>>>

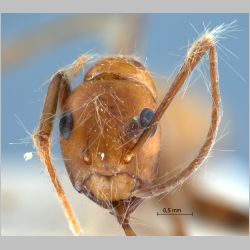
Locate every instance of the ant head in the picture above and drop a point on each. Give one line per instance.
(101, 120)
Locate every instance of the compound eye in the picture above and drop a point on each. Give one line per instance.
(66, 125)
(146, 117)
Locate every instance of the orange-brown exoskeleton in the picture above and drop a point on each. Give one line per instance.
(109, 136)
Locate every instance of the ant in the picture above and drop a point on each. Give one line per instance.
(109, 133)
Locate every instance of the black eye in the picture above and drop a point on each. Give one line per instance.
(66, 125)
(146, 117)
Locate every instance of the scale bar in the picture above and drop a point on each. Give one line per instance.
(192, 214)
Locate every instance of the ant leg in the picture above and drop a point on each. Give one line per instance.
(196, 52)
(57, 93)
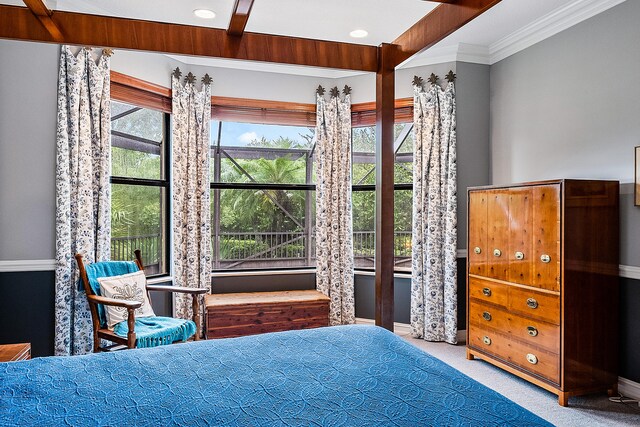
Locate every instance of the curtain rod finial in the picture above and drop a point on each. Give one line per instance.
(451, 76)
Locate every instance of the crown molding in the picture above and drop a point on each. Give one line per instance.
(547, 26)
(462, 52)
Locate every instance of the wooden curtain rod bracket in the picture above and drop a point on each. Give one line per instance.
(451, 76)
(43, 14)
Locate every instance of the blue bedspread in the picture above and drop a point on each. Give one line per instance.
(340, 376)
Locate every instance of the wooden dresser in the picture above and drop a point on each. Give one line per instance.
(542, 283)
(15, 352)
(239, 314)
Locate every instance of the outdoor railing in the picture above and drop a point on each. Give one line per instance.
(150, 245)
(236, 249)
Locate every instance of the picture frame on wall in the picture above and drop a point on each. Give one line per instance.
(636, 186)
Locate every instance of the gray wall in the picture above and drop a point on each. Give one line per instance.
(568, 107)
(28, 107)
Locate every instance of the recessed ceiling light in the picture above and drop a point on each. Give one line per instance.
(204, 13)
(359, 34)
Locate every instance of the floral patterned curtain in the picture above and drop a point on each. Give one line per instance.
(83, 209)
(190, 173)
(334, 236)
(434, 232)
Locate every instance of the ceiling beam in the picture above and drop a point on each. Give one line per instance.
(239, 17)
(40, 11)
(105, 31)
(438, 24)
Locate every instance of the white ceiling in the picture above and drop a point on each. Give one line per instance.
(509, 26)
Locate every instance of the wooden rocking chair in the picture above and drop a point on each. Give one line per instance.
(100, 330)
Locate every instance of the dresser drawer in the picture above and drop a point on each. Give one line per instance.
(534, 304)
(486, 290)
(531, 331)
(536, 361)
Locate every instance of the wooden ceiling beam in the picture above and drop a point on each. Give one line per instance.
(105, 31)
(438, 24)
(239, 17)
(40, 11)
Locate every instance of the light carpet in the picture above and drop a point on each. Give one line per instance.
(590, 410)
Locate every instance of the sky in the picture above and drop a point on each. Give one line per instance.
(240, 134)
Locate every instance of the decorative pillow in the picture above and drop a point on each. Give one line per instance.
(130, 287)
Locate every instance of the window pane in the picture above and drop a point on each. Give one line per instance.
(263, 228)
(364, 238)
(137, 121)
(136, 142)
(403, 205)
(363, 157)
(403, 168)
(265, 154)
(137, 222)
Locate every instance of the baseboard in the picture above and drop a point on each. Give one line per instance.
(27, 265)
(629, 388)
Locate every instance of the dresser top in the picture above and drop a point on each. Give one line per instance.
(12, 352)
(546, 182)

<<<

Try it:
Please print the material exactly as given above, omitting the pictures.

Solution for this problem:
Locate every instance of the ant head in the picture above and drop a point on each. Give one line per instance.
(101, 120)
Locate every instance of the compound eye in the picture above and drop a point on each. Give one line per instance.
(66, 125)
(146, 117)
Locate every instance of the orange-brown exoskeleton in the picture above and drop a point on each. Give one line per instance.
(109, 136)
Locate every instance of the ant in the picture above and drop a point on each. Give one line per instance.
(109, 133)
Locate every instance of the black eye in the picture above and drop a point on each. Give one line per instance.
(66, 125)
(146, 117)
Locate every instance of the scale bar in the picture above and drop a point on each. Give one line per instance.
(192, 214)
Locate every instance of the ant leg in the picture above and drop a point on each. Give one line per instance.
(196, 52)
(57, 93)
Locate every instance of the curtain rod finial in the picture above and drop a point on each. Give one line per instance.
(451, 76)
Locate every instance of the crown molding in the picture above and drop a point on each. Give one line per instance.
(547, 26)
(462, 52)
Locate every instance of the wooden curtain rod bracket in the picture above and drop a point on each. Give one line per instance.
(451, 76)
(43, 14)
Locate every instance of the blue bedspread in the picture above and drop a point on each. Give one line per instance.
(340, 376)
Locate every instance of the wooden dresser in the picture above and drop a point on each. Give one line per instance.
(542, 283)
(15, 352)
(239, 314)
Locate every instance of the outdoor railing in the picture above and drop a point on each. Give one line per instance.
(150, 245)
(236, 249)
Locate every instance of the picture frame on wall in the picture above and drop a point on each. Give one line per instance.
(636, 186)
Locate every instance of the gray wall in the picture above and drop a point on each. Give one line per instance.
(568, 107)
(28, 107)
Locate every instance of the recessed ceiling light in the picture above and drop a point on each. Give one line per instance.
(204, 13)
(359, 34)
Locate every instance of the floral patterned curtain in the picture above and drop a point on each. Give one line per instance.
(83, 209)
(190, 173)
(334, 236)
(434, 232)
Locate every instance of the ceiling beam in the picture above and drop a point on each. Give one line per instance.
(239, 17)
(40, 11)
(105, 31)
(438, 24)
Locate every instance of the white ceiling in the picture above and drop a point on each. Give one line per instance.
(509, 26)
Locate every instance of the wooden rocking chair in the picture above and drop a point on each. Give one line per instance.
(100, 330)
Locate every instance of the dresser drawer in the picture above and drop a point on each. Give one line per instance.
(534, 304)
(486, 290)
(531, 331)
(536, 361)
Locate every instance of the wooden ceiling beam in the picture above and drop a point on each. Give one line per instance.
(105, 31)
(438, 24)
(239, 17)
(40, 11)
Locate every instance of the light carpet in the picture above and drop a point on each. Give one line per instance.
(590, 410)
Locate every instance of the sky in the picture above and drop a point on each. Give one line per instance.
(240, 134)
Locate every instance of the decorative pillow in the picture above and drop a point on each. Give one line per instance.
(130, 287)
Locate every instance of the window pane in the picture above and drop a point on each. Give one line per instance.
(263, 228)
(364, 238)
(137, 121)
(136, 142)
(403, 205)
(363, 157)
(403, 168)
(265, 154)
(137, 222)
Locate every instance of the baseboard in the picture above and drop a point on each. Give one line per instance.
(27, 265)
(629, 388)
Locate every instance of the dresser top in the picture above and drop a point on each. Give one line per instance.
(12, 352)
(546, 182)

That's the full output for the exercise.